Written problem
Rewrite the entries from the first line through the line containing "333], [138, 94]]", replacing "drop one marker" with "place one point" and leaving everything else unchanged. Return only those lines.

Raw records
## begin

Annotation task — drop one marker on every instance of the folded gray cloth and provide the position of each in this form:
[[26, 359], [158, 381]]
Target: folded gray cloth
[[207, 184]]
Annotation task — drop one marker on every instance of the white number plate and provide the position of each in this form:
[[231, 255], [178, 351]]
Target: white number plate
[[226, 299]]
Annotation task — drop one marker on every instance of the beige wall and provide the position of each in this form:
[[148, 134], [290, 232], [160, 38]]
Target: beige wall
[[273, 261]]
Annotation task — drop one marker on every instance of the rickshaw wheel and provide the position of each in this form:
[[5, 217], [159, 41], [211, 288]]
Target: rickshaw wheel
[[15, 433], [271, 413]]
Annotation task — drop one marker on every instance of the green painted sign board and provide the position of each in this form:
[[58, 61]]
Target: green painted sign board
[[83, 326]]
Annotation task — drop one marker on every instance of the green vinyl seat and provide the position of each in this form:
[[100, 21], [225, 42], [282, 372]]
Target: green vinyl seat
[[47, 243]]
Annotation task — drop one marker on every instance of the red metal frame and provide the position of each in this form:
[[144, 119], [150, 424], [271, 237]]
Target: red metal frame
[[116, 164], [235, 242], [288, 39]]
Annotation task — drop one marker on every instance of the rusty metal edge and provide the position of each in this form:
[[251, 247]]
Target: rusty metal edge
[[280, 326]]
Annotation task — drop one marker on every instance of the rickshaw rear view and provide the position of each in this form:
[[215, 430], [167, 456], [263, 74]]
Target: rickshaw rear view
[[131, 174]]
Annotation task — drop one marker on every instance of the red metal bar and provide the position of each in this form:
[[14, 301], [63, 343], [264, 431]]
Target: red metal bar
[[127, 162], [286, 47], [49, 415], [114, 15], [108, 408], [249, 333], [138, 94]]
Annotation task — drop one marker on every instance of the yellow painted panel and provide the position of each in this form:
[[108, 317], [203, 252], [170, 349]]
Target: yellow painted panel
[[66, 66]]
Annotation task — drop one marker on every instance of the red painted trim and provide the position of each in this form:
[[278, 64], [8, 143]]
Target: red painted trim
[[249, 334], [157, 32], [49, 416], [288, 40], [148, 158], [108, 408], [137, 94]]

## end

Task answer
Annotation task — place one point on every instance of the folded gray cloth and provide the position of each in this form:
[[26, 359], [158, 381]]
Target: folded gray cloth
[[207, 184]]
Annotation task — place one point on every instance of the white number plate and provide the position of each in this form:
[[231, 255], [178, 351]]
Target: white number plate
[[226, 299]]
Annotation task — place one point on every instance of the beige wall and provide the position of each in this form:
[[148, 134], [290, 232], [160, 38]]
Target: beige wall
[[273, 261]]
Annotation task — place one point on every instance of the rickshaw wheel and provide the position of each in this form:
[[5, 217], [159, 41], [211, 288]]
Target: rickshaw wheel
[[15, 433], [271, 413]]
Annotation task — place one point on every instance of the green painted sign board and provide the position of each in this form:
[[58, 61]]
Target: green painted sign board
[[83, 326]]
Annotation task — place one point on every instance of the green vinyl seat and provide the position of each in this form:
[[100, 21], [225, 42], [282, 372]]
Target: green vinyl seat
[[47, 243]]
Annotation task — place one point on every instance of the red metal frame and provide the position of each in this form:
[[144, 119], [150, 424], [271, 237]]
Target: red metal frame
[[116, 164], [235, 242], [288, 39]]
Annotation task — place one point on every instance of the rusty metal edge and provide the position of each in this form:
[[251, 247]]
Target: rusty metal edge
[[280, 326]]
Annotation task — place one point on every instance of the rickshaw rear view and provide the position of each in this form:
[[215, 430], [167, 456], [263, 74]]
Target: rickshaw rear view
[[131, 174]]
Annotation task — place one point on every instance of the red metal bar and provide the position of each in this form:
[[14, 301], [63, 343], [264, 431]]
Target: red metal bar
[[127, 162], [286, 47], [49, 415], [114, 15], [108, 408], [249, 333], [138, 94]]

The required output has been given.